**Teks yang Diberikan:**
Kehidupan penduduk di sini makmur.
Mereka menamakan pulau‑pulau di bumi Dwipantara ini, terutama Pulau Jawa,
laksana surga di muka bumi (samyasanya
swargaloka haneng prethiwitala). Oleh karena itu, mereka selalu
merasa bahagia hidupnya. Demikianlah keadaan mereka itu selama tinggal di sini.
Banyak di antara mereka yang memperisteri gadis di sini, kemudian beranak
pinak. Mereka mengetahui bahwa Pulau Jawa subur tanahnya, subur tumbuh‑tumbuhannya.
Oleh karena itu, beberapa tahun kemudian, datanglah orang-orang dari
Langkasuka, Saimwang, dan Ujung Mendini ke Jawa Kulwan (Barat) dan bumi
Sumatera dengan perahu. Lalu mereka menetap di situ, karena berjodoh dengan
putri penduduk. Selanjutnya mereka tidak kembali ke negeri asalnya. Kemudian
mereka masing‑masing mendirikan rumah besar untuk tinggal keluarganya. Kolong
rumah itu, digunakan untuk kandang tempat hewan peliharaan mereka.
Mereka bergabung untuk bergotong royong
(samakarya),
membangun rumah dan menebang pohon di hutan. Ikut pula bergabung ahli pembuat
rumah (hundagi) dan
pandai besi.
Para pendatang dari India itu, ada yang
mengajarkan agama yang dianutnya dan menyiarkan kepada penduduk di desa‑desa.
Mereka mengajarkan pujaan yang disebut Dewa Iswara, yaitu Dewa Brahma, Dewa
Wisnu, dan Dewa Siwa yang disebut Trimurtiswara. Juga masih
banyak Dewa lain yang dipujanya selain itu. Walaupun demikian, mereka tidak
saling bertentangan dalam menyebarkan agamanya, karena mereka berhasil
menemukan cara yang tepat.
Penduduk di sini keturunan kaum
pendatang juga. Sejak dahulu, mereka memuja roh, bulan, matahari, dan sebagainya.
Singkatnya, mereka itu memuja roh (pitarapuja). Kaum pendatang baru dari India Selatan itu,
telah rnenguasai berbagai ilmu, karena mereka telah mempelajarinya di negeri
asalnya. Mereka tidak menghalangi pemujaan yang dianut penduduk di sini. Hanya
nama pujaannya yang diganti, disesuaikan dengan adat penduduk di sini.

**Instruksi A:**
Salin tanpa perubahan bagian entri data yang dimulai dari baris berisi "Look at the photo above. For each instance of the short" sampai baris terakhir entri data. Kedua ujungnya ikut disalin.

(Entri data tersimpan)
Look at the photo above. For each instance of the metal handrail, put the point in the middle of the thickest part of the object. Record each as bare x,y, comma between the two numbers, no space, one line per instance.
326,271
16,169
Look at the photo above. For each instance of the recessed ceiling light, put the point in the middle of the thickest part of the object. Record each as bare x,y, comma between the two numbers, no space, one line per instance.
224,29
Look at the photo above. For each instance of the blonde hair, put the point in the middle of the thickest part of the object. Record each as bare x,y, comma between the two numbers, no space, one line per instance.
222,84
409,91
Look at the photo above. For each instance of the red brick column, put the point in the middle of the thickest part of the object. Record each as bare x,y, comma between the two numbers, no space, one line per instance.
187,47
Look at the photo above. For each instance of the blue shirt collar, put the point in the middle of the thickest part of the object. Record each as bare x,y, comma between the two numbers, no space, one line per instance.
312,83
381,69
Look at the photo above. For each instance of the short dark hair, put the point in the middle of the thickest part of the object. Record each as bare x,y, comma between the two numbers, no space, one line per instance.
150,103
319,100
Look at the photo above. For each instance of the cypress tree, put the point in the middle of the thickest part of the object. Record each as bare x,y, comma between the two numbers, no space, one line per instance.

**Instruksi B:**
Jawab pertanyaan berikut berdasarkan teks tentang para pendatang di Pulau Jawa.
(i) Pulau-pulau di bumi Dwipantara, terutama Pulau Jawa, dinamakan laksana apa?
(ii) Dari mana saja asal orang-orang yang datang ke Jawa Kulwan dan bumi Sumatera dengan perahu?
(iii) Apa sebutan bagi Dewa Brahma, Dewa Wisnu, dan Dewa Siwa?

**Jawaban A:**
Look at the photo above. For each instance of the short dark hair, put the point in the middle of the thickest part of the object. Record each as bare x,y, comma between the two numbers, no space, one line per instance.
150,103
319,100
Look at the photo above. For each instance of the cypress tree, put the point in the middle of the thickest part of the object. Record each as bare x,y, comma between the two numbers, no space, one line per instance.

**Jawaban B:**
(i) Laksana surga di muka bumi (samyasanya swargaloka haneng prethiwitala).
(ii) Dari Langkasuka, Saimwang, dan Ujung Mendini.
(iii) Trimurtiswara.